### Source

┌──

OpenShift Ansible
TAGS:OpenShift Ansible origin/release-3.9
ON ALL HOSTS
vim /etc/ssh/sshd_config - (permitRootLogin prohibit-password, PasswordAuthentication no;)
vim /root/.ssh/authorized_keys - paste your key
service sshd restart
ssh-keygen
vim /root/.ssh/authorized_keys - paste all pub keys from all machines
vim /etc/hosts - paste all hostnames, etc
1.1.1.39 os7.exampler.com
1.1.1.69 os5.exampler.com
1.1.1.74 os3.exampler.com
1.1.1.83 os4.exampler.com
1.1.1.37 os1.exampler.com
1.1.1.56 os2.exampler.com
for i in 1 2 3 4 5 7; do ssh -x os$i.exampler.com 'yum -y install wget git net-tools bind-utils iptables-services bridge-utils bash-completion epel-release docker PyYAML python-ipaddress; yum -y update'; done
vim docker (sample file, we will copy it to /etc/sysconfig)

└──

### Stated problem
Write the next part of the OpenShift Ansible setup notes above, picking up after the line about the sample docker file.

### Information provided
┌──

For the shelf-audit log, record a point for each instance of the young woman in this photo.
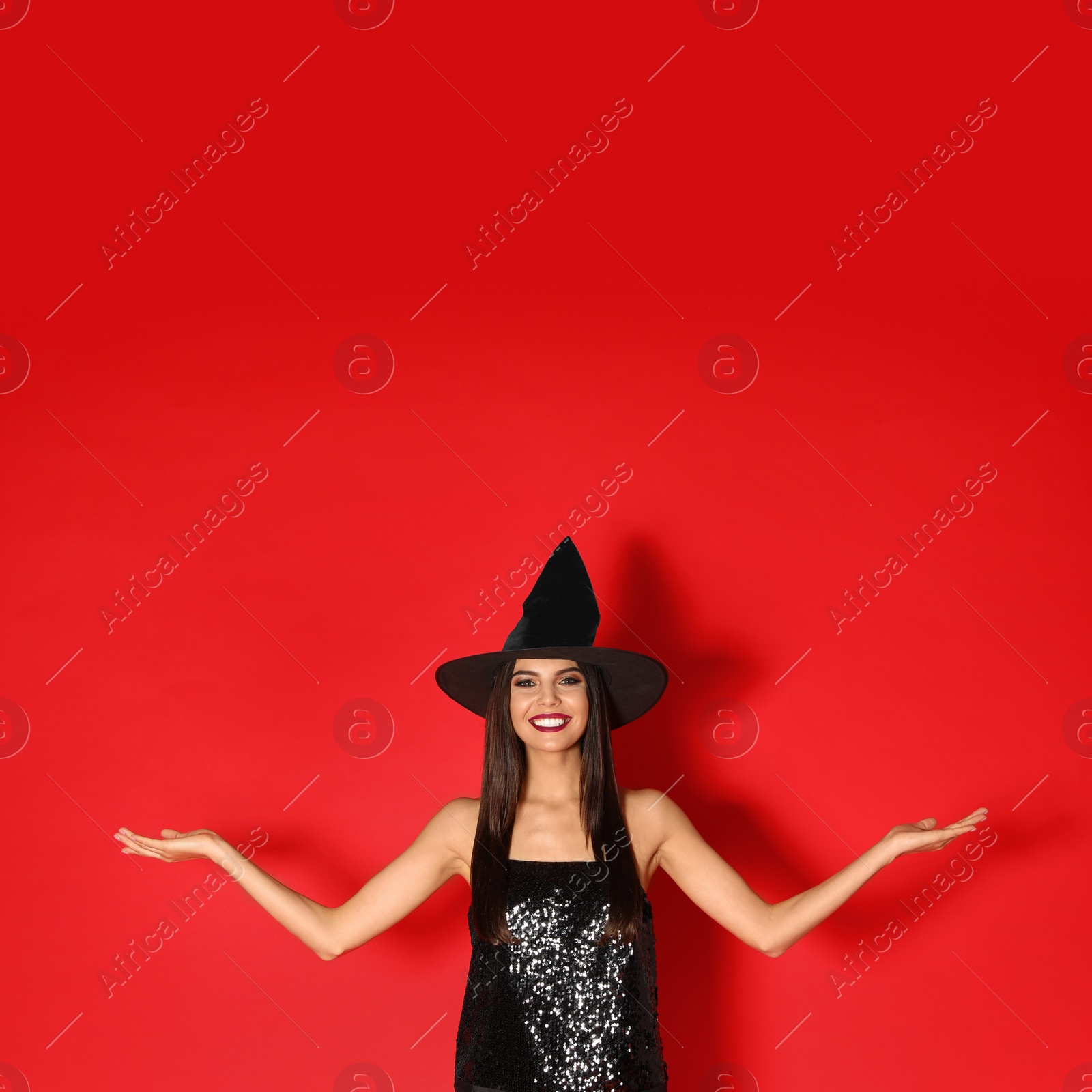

└──

### Result of this task
OPTIONS='--selinux-enabled --log-driver=journald --signature-verification=false --insecure-registry 172.30.0.0/16'
if [ -z "${DOCKER_CERT_PATH}" ]; then
DOCKER_CERT_PATH=/etc/docker
fi
Copy file on all nodes:
for i in 1 2 3 4 5 7; do scp docker os$i.exampler.com:/etc/sysconfig/docker; systemctl restart docker; done
for i in 1 2 3 4 5 7; do ssh -x os$i.exampler.com 'systemctl restart docker'; done
On Deploy Node
Setup DNS server
yum install -y epel-release
yum install -y named
vim /etc/named.cond
vim /etc/named/test-os.com.zone
Enable service and firewall
systemctl enable named
systemctl restart named
firewall-cmd --permanent --add-port=53/tcp
firewall-cmd --permanent --add-port=53/udp
firewall-cmd --reload
Check it -
ssh vm2
dig @10.220.106.245 oss.test-os.com
Install packages and os
yum -y install ansible pyOpenSSL python-lxml java-1.8.0-openjdk-headless httpd-tools patch python2-passlib
git clone https://github.com/openshift/openshift-ansible.git
cd openshift-ansible
git checkout remotes/origin/release-3.9
vim hosts
NFS (on deployment host)
yum -y install nfs-utils nfs-utils-lib
systemctl enable rpcbind
systemctl enable nfs-server
systemctl enable nfs-lock
systemctl enable nfs-idmap
systemctl start rpcbind
systemctl start nfs-server
systemctl start nfs-lock
systemctl start nfs-idmap
add:
openshift_master_htpasswd_file=/etc/origin/master/htpasswd
cat /etc/origin/master/htpasswd
grafadmin:$apr1$gGoz5HDo$k7ft2vFTNXhWykxtdjead/
test@com:$apr1$ehx/M4nF$0wd3uK7VFzLWc2pU1Segsd/
cognoz:$apr1$d986J3RM$kCQfaztYcKOzBI2aPssdB.Ef.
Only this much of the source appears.